Items listed in a dataset:
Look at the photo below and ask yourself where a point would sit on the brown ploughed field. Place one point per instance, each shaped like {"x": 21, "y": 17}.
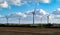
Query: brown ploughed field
{"x": 28, "y": 31}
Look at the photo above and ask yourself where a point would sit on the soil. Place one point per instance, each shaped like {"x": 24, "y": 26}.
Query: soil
{"x": 28, "y": 31}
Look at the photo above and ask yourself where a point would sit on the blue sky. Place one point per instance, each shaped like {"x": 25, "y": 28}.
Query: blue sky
{"x": 20, "y": 7}
{"x": 48, "y": 7}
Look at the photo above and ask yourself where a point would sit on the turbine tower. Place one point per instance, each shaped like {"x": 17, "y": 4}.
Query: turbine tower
{"x": 7, "y": 18}
{"x": 48, "y": 19}
{"x": 34, "y": 13}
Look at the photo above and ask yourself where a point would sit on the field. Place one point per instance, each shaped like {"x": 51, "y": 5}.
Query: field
{"x": 28, "y": 31}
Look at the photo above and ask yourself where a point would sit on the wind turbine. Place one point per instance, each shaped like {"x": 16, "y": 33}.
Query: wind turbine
{"x": 7, "y": 18}
{"x": 34, "y": 13}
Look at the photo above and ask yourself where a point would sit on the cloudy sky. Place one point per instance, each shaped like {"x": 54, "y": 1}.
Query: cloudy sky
{"x": 20, "y": 7}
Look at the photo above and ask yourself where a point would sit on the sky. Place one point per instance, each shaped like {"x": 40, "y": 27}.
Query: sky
{"x": 27, "y": 6}
{"x": 11, "y": 6}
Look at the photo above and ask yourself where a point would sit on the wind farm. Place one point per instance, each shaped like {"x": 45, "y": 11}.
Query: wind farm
{"x": 29, "y": 17}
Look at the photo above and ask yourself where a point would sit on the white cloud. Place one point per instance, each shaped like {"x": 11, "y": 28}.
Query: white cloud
{"x": 21, "y": 14}
{"x": 15, "y": 2}
{"x": 44, "y": 1}
{"x": 1, "y": 1}
{"x": 4, "y": 5}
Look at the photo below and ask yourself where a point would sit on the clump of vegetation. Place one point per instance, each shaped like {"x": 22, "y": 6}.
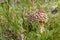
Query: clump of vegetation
{"x": 15, "y": 25}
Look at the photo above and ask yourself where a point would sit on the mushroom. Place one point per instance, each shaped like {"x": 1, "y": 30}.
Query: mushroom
{"x": 40, "y": 17}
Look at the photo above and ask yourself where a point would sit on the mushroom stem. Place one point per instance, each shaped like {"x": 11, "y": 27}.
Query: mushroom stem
{"x": 41, "y": 27}
{"x": 22, "y": 34}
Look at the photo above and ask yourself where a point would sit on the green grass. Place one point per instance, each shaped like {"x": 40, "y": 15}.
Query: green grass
{"x": 13, "y": 18}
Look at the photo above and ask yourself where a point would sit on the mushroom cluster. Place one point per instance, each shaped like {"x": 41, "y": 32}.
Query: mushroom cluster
{"x": 40, "y": 17}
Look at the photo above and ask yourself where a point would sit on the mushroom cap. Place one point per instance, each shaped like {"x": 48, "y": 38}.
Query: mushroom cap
{"x": 39, "y": 16}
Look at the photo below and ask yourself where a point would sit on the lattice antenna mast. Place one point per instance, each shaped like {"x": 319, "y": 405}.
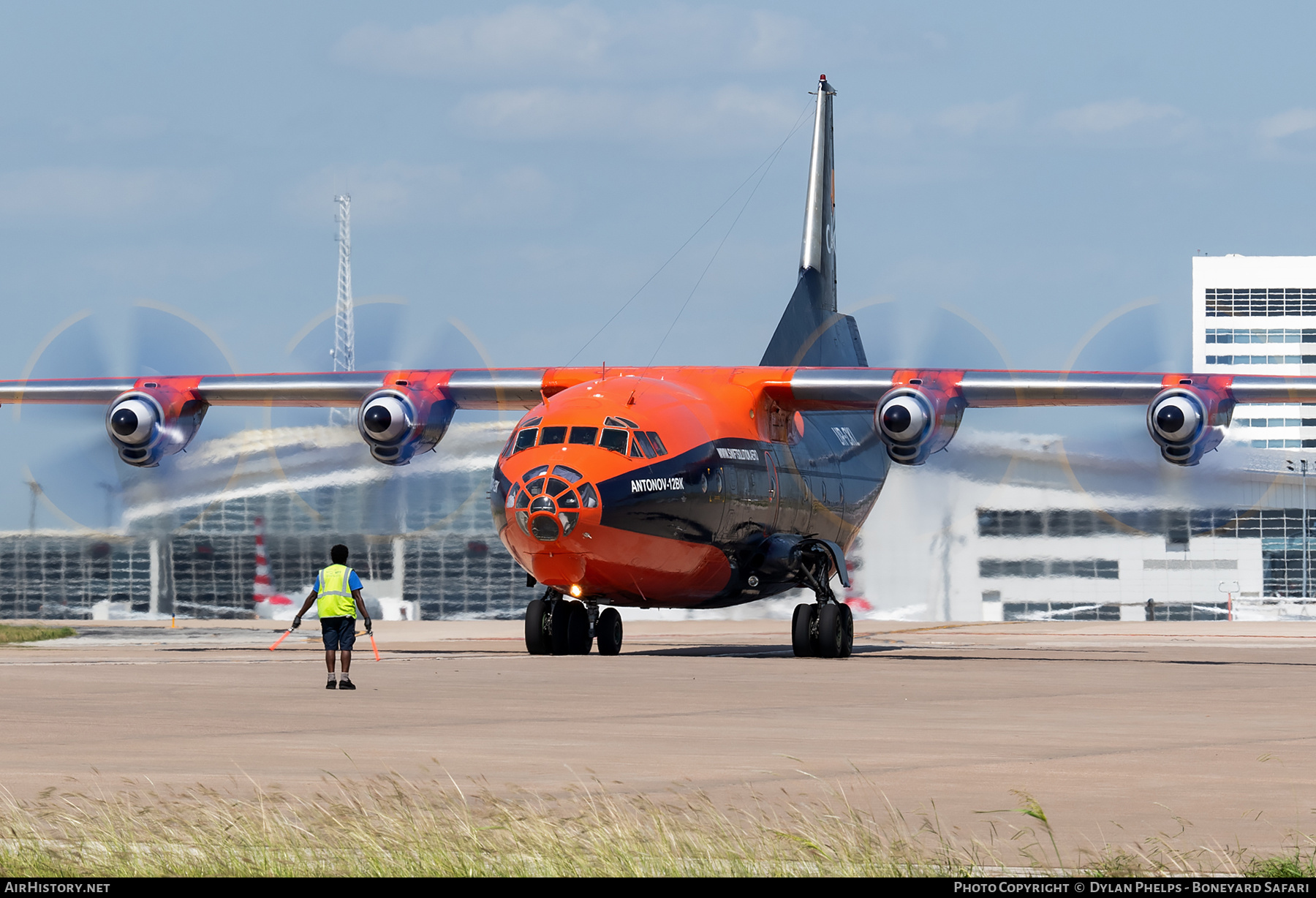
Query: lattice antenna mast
{"x": 344, "y": 327}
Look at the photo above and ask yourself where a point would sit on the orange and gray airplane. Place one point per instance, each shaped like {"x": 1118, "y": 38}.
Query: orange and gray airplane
{"x": 694, "y": 486}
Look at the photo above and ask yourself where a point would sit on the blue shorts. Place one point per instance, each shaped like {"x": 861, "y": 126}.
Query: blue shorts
{"x": 340, "y": 633}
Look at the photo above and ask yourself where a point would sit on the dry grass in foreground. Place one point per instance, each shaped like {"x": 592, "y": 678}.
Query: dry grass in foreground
{"x": 11, "y": 633}
{"x": 394, "y": 827}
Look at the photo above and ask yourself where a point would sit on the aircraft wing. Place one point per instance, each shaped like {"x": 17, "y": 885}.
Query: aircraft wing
{"x": 467, "y": 389}
{"x": 855, "y": 388}
{"x": 918, "y": 411}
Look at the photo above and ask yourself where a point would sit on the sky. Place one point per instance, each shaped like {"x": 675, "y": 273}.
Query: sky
{"x": 1007, "y": 176}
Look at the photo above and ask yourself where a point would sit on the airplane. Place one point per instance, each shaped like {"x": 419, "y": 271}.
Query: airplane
{"x": 692, "y": 486}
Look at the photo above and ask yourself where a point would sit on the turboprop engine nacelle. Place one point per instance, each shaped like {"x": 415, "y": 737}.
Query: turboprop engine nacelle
{"x": 153, "y": 422}
{"x": 398, "y": 423}
{"x": 1187, "y": 422}
{"x": 918, "y": 420}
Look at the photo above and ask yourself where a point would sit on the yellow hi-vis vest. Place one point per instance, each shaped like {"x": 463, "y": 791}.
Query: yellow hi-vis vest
{"x": 335, "y": 597}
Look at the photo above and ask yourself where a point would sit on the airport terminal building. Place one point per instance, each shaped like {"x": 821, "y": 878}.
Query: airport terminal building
{"x": 421, "y": 536}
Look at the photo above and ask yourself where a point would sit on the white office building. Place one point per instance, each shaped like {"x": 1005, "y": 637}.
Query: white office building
{"x": 1257, "y": 315}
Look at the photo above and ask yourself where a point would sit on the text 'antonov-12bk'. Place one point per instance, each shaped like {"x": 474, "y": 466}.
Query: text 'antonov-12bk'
{"x": 684, "y": 488}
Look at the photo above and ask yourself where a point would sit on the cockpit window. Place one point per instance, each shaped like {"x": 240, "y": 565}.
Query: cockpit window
{"x": 643, "y": 439}
{"x": 526, "y": 439}
{"x": 615, "y": 440}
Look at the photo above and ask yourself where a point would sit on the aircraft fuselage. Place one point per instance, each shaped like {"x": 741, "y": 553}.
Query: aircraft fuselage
{"x": 592, "y": 506}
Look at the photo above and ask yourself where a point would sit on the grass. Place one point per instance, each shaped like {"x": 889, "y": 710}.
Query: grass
{"x": 11, "y": 633}
{"x": 394, "y": 827}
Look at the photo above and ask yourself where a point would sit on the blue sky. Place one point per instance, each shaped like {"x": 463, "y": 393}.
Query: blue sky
{"x": 1007, "y": 176}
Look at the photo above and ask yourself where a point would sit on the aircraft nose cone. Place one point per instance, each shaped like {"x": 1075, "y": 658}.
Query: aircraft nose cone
{"x": 546, "y": 501}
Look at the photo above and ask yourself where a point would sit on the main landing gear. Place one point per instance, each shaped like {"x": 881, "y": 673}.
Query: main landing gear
{"x": 559, "y": 626}
{"x": 827, "y": 627}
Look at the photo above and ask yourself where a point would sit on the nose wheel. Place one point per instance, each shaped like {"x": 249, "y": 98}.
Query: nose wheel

Exercise aim :: Pictures in the data above should not be copied; transcribe everything else exactly.

Answer to this problem ::
Look at the photo below and ask yourself where a point would sit on the brown ploughed field. Place one point per instance, each shaped like {"x": 21, "y": 17}.
Query: brown ploughed field
{"x": 28, "y": 31}
Look at the photo above and ask yourself where a point would sit on the soil. Place one point per instance, each shaped like {"x": 24, "y": 26}.
Query: soil
{"x": 28, "y": 31}
Look at the photo above and ask yourself where a point would sit on the blue sky. Place one point per instance, each shaped like {"x": 25, "y": 28}.
Query: blue sky
{"x": 20, "y": 7}
{"x": 48, "y": 7}
Look at the photo above and ask yourself where a point would sit on the turbine tower. Place one point per instance, each shaped like {"x": 17, "y": 4}.
Query: turbine tower
{"x": 7, "y": 18}
{"x": 48, "y": 19}
{"x": 34, "y": 13}
Look at the photo above and ask yourself where a point would sit on the field. Place one point per instance, each shaped like {"x": 51, "y": 5}.
Query: field
{"x": 28, "y": 31}
Look at the photo above and ask yourself where a point would sit on the wind turbine. Place one point per instance, each shaped like {"x": 16, "y": 33}.
Query: wind turbine
{"x": 7, "y": 18}
{"x": 34, "y": 13}
Look at the photo above and ask yourself where a point would sit on the cloudy sky. Place one point per instance, each shaped like {"x": 54, "y": 1}.
Query: cloudy sky
{"x": 20, "y": 7}
Look at the photo above and ask yourself where a point would sit on the sky. Place one point per instance, each shaped like {"x": 40, "y": 27}.
Query: sky
{"x": 27, "y": 6}
{"x": 11, "y": 6}
Look at the photo above and ask yourself where a point would sit on the wind farm. Place one point per instance, each shaped like {"x": 45, "y": 11}.
Query: wind farm
{"x": 29, "y": 17}
Look at the photo above and ask yourself where a point would sit on the white cloud. Place one point per instance, each shaped like {"x": 11, "y": 28}.
Query: white cloud
{"x": 21, "y": 14}
{"x": 15, "y": 2}
{"x": 44, "y": 1}
{"x": 1, "y": 1}
{"x": 4, "y": 5}
Look at the photo below and ask yourself where a point would sit on the clump of vegetation. Place one point per instance, each shaped like {"x": 22, "y": 6}.
Query: clump of vegetation
{"x": 15, "y": 25}
Look at the photo above and ask yourself where a point would sit on the mushroom. Place one point per instance, each shaped like {"x": 1, "y": 30}.
Query: mushroom
{"x": 40, "y": 17}
Look at the photo above and ask yourself where a point would sit on the mushroom stem. Place one point per instance, each shaped like {"x": 11, "y": 27}.
Query: mushroom stem
{"x": 41, "y": 27}
{"x": 22, "y": 34}
Look at the photo above and ask yourself where a point would sit on the green grass. Place one point per instance, each shaped like {"x": 40, "y": 15}.
Query: green grass
{"x": 13, "y": 18}
Look at the photo above and ask yourself where a point would sit on the mushroom cluster. Place one point per instance, each shaped like {"x": 41, "y": 32}.
Query: mushroom cluster
{"x": 40, "y": 17}
Look at the photo above and ask yourself where a point would sit on the mushroom cap. Place one point per instance, each shaped like {"x": 48, "y": 38}.
Query: mushroom cap
{"x": 39, "y": 16}
Look at the photo below and ask yourself where a point would sit on the lattice antenna mast. Place one point per instance, each shaped like {"x": 319, "y": 405}.
Query: lattice antenna mast
{"x": 344, "y": 327}
Look at the photo above and ask yourself where a point would sit on the orange and gray airplane. Place one point per instance, each shaped like {"x": 1118, "y": 38}.
Query: orange and gray airplane
{"x": 694, "y": 486}
Look at the photo above and ask yourself where a point would sit on the blue shorts. Place one point per instance, each shaped like {"x": 861, "y": 126}.
Query: blue shorts
{"x": 340, "y": 633}
Look at the photo above and ask yourself where a point would sit on the dry grass in foreground. Place one point per instance, each shaped like {"x": 592, "y": 678}.
Query: dry grass in foreground
{"x": 11, "y": 633}
{"x": 394, "y": 827}
Look at the photo above and ask yourself where a point would sit on the aircraft wing. Place one point per instance, each shaped like {"x": 17, "y": 885}.
Query: aircraft wing
{"x": 467, "y": 389}
{"x": 855, "y": 388}
{"x": 918, "y": 411}
Look at the photo above and ask yourself where a point would sit on the sky. Place one point per instance, each shaped like {"x": 675, "y": 273}.
Query: sky
{"x": 1007, "y": 176}
Look at the photo above and ask yourself where a point would sit on the airplane. Place one point per instance, each shaped like {"x": 419, "y": 271}.
Query: airplane
{"x": 692, "y": 486}
Look at the photo above and ask yourself where a point would sit on the turboprop engine nacelle. Place one point per instance, each shaped like {"x": 415, "y": 737}.
Query: turboprop engine nacelle
{"x": 153, "y": 422}
{"x": 398, "y": 423}
{"x": 1187, "y": 422}
{"x": 918, "y": 420}
Look at the photo above and ask yourself where a point would sit on the yellow hi-vis vest. Place one point per instance, each shaped like {"x": 463, "y": 791}.
Query: yellow hi-vis vest
{"x": 335, "y": 597}
Look at the photo above and ask yourself where a point would sit on the airport terminal building. Place one point per instance, each shaped like {"x": 821, "y": 878}.
Query: airport terminal building
{"x": 421, "y": 536}
Look at the photo above and ask yourself where a point would sit on the white office building. Place one point per instance, each shaped like {"x": 1005, "y": 637}.
Query: white office building
{"x": 1257, "y": 315}
Look at the photo above and ask yourself where a point would sit on the text 'antonov-12bk'. Place one point per instance, each shaped like {"x": 474, "y": 466}.
Query: text 'antonov-12bk'
{"x": 684, "y": 488}
Look at the photo above and ask yourself where a point would sit on the cockpit window. Place one point per instance, each shaped like {"x": 240, "y": 565}.
Query: cockpit window
{"x": 643, "y": 439}
{"x": 526, "y": 439}
{"x": 615, "y": 440}
Look at the photo above and ask yourself where a point would sit on the aircraft fuselage. Place one point per instance, each shaped like {"x": 741, "y": 553}.
Query: aircraft fuselage
{"x": 592, "y": 506}
Look at the photo above and ask yourself where a point would sit on the grass. Place one point per instance, each shaped like {"x": 889, "y": 710}.
Query: grass
{"x": 11, "y": 633}
{"x": 394, "y": 827}
Look at the photo above and ask yourself where a point would sit on the blue sky. Place one point per instance, each shaped like {"x": 463, "y": 393}.
Query: blue sky
{"x": 1007, "y": 176}
Look at the photo above and ask yourself where a point would sit on the aircraft nose cone. Place one point per instance, each shaped like {"x": 1075, "y": 658}.
Query: aircraft nose cone
{"x": 546, "y": 501}
Look at the photo above and ask yourself where a point would sit on the main landing gear. Place one point per instance, each shaped like {"x": 881, "y": 673}.
Query: main landing gear
{"x": 559, "y": 626}
{"x": 827, "y": 627}
Look at the photo above and ask yourself where a point would sit on the nose wheel. Place one point per instance, each shaped like {"x": 249, "y": 98}.
Query: nose wheel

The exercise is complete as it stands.